Top of Text provided
You are viewing a plain text version of this content. The canonical link for it is here.
Posted to user@nutch.apache.org by Sol Lederman <so...@gmail.com> on 2017/11/15 19:22:59 UTC

Why do I only get 28 records when I crawl the tutorial example of nutch.apache.org?

If I google for site:nutch.apache.org I get ~12,500 results. When I crawl
the site via nutch I get 28 records in the solr index.

Here's the relevant piece of my regex-urlfilter.txt file. It's just the
default that comes with nutch.

# skip file: ftp: and mailto: urls
-^(file|ftp|mailto):

# skip image and other suffixes we can't yet parse
# for a more extensive coverage use the urlfilter-suffix plugin
-\.(gif|GIF|jpg|JPG|png|PNG|ico|ICO|css|CSS|sit|SIT|eps|
EPS|wmf|WMF|zip|ZIP|ppt|PPT|mpg|MPG|xls|XLS|gz|GZ|rpm|RPM|
tgz|TGZ|mov|MOV|exe|EXE|jpeg|JPEG|bmp|BMP|js|JS)$

# skip URLs containing certain characters as probable queries, etc.
-[?*!@=]

# skip URLs with slash-delimited segment that repeats 3+ times, to break
loops
-.*(/[^/]+)/[^/]+\1/[^/]+\1/

# accept anything else
# +.
+^http://([a-z0-9]*\.)*nutch.apache.org/


I'm sure I can find a number of examples of files that should be crawled
and aren't. Here's one example.

https://nutch.apache.org/javadoc.html has links to a number of
apidocs pages that are picked up by nutch. But, this page,
https://nutch.apache.org/miredot/1.12/index.html, is not picked up. It's
referenced like this:

    <li><a href="./miredot/1.12/index.html">1.13 (1.X branch)</a></li>

I wouldn't imagine that relative links would be a problem as other relative
links are handled fine. And, I did click on that link and it doesn't stray
from nutch.apache.org.

I thought the problem might have to do with http vs. https. So, I changed
the last line of the filter to be this:

+^(http|https)://([a-z0-9]*\.)*nutch.apache.org/


When I did that then the /miredot/ url got fetched and parsed but the
urls indexed into Solr were the same as before including https.

What am I missing?

Thanks.

Sol

Re: Why do I only get 28 records when I crawl the tutorial example of nutch.apache.org?

Posted by Sol Lederman <so...@gmail.com>.
Thanks. Including https didn't make a difference. Anyway, I've moved on to
other sites where I am getting lots more hits.

Sol

Re: Why do I only get 28 records when I crawl the tutorial example of nutch.apache.org?
Bottom of Text provided
• Problems and tasks:
A. According to the thread about crawling nutch.apache.org, roughly how many results does a Google search for site:nutch.apache.org return?
B. Which URL schemes does the default regex-urlfilter.txt quoted in the thread about crawling nutch.apache.org skip?
C. Carry on the thread about crawling nutch.apache.org from its last line.
Top of Dataset excerpt
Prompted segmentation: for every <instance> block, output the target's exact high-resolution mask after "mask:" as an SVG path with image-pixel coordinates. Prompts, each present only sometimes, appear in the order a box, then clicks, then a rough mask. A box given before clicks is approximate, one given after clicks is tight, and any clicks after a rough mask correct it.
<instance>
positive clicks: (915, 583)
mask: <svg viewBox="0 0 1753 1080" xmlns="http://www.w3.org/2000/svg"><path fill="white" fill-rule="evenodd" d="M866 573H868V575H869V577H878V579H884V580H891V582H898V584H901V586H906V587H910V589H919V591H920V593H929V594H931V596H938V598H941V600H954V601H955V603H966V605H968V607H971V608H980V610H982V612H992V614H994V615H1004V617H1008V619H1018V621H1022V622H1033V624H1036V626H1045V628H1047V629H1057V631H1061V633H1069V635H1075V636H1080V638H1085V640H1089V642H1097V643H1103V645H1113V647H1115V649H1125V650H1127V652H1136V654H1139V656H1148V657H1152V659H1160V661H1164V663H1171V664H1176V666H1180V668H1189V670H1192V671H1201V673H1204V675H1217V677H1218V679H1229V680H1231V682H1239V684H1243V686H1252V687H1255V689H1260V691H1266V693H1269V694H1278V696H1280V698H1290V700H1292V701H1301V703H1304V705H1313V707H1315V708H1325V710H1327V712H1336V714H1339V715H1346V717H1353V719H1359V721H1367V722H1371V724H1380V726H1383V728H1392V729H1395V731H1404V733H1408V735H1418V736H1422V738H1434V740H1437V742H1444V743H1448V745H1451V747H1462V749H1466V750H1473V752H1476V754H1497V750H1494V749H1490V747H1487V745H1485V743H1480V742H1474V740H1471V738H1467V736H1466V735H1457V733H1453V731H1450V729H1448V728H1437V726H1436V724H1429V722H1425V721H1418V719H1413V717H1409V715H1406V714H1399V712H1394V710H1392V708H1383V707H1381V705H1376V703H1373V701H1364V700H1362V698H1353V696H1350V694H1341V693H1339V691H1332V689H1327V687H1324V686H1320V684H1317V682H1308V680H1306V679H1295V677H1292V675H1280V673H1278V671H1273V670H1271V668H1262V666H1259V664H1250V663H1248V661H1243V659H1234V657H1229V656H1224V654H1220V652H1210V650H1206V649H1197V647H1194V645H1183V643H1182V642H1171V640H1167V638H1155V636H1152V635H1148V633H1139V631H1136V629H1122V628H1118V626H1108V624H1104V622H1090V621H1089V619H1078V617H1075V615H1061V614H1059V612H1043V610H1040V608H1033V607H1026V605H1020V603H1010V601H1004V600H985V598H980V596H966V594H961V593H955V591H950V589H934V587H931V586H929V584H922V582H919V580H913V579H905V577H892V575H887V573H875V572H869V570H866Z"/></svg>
Bottom of Dataset excerpt
• Results by task:
A. About 12,500 results.

B. file, ftp, and mailto

C.
Posted by Sebastian Nagel <wa...@googlemail.com>.
... and the miredot URL is indexed but as http:// URL:

{
  "responseHeader":{
    "status":0,
    "QTime":4,
    "params":{
      "q":"url:\"http://nutch.apache.org/miredot/1.12/index.html\"",
      "indent":"on",
      "wt":"json",
      "_":"1510851832903"}},
  "response":{"numFound":1,"start":0,"docs":[
      {
        "date":"2016-06-18T17:54:39Z",
        "type":["text/html",
          "text",
          "html"],
        "url":"http://nutch.apache.org/miredot/1.12/index.html",


But I've tried the recent master branch.


On 11/16/2017 06:28 PM, Sebastian Nagel wrote:
> Hi Sol,
> 
>> +^(http|https)://([a-z0-9]*\.)*nutch.apache.org/
> 
> Thanks, I've updated the wiki patch to include https as well.
> 
> 
> How many cycles did you run the crawl? I got 28 pages after 3 cycles
> starting from http://nutch.apache.org/ ...
> 
> Best,
> Sebastian
> 
> 
> On 11/15/2017 08:22 PM, Sol Lederman wrote:
>> If I google for site:nutch.apache.org I get ~12,500 results. When I crawl
>> the site via nutch I get 28 records in the solr index.
>>
>> Here's the relevant piece of my regex-urlfilter.txt file. It's just the
>> default that comes with nutch.
>>
>> # skip file: ftp: and mailto: urls
>> -^(file|ftp|mailto):
>>
>> # skip image and other suffixes we can't yet parse
>> # for a more extensive coverage use the urlfilter-suffix plugin
>> -\.(gif|GIF|jpg|JPG|png|PNG|ico|ICO|css|CSS|sit|SIT|eps|
>> EPS|wmf|WMF|zip|ZIP|ppt|PPT|mpg|MPG|xls|XLS|gz|GZ|rpm|RPM|
>> tgz|TGZ|mov|MOV|exe|EXE|jpeg|JPEG|bmp|BMP|js|JS)$
>>
>> # skip URLs containing certain characters as probable queries, etc.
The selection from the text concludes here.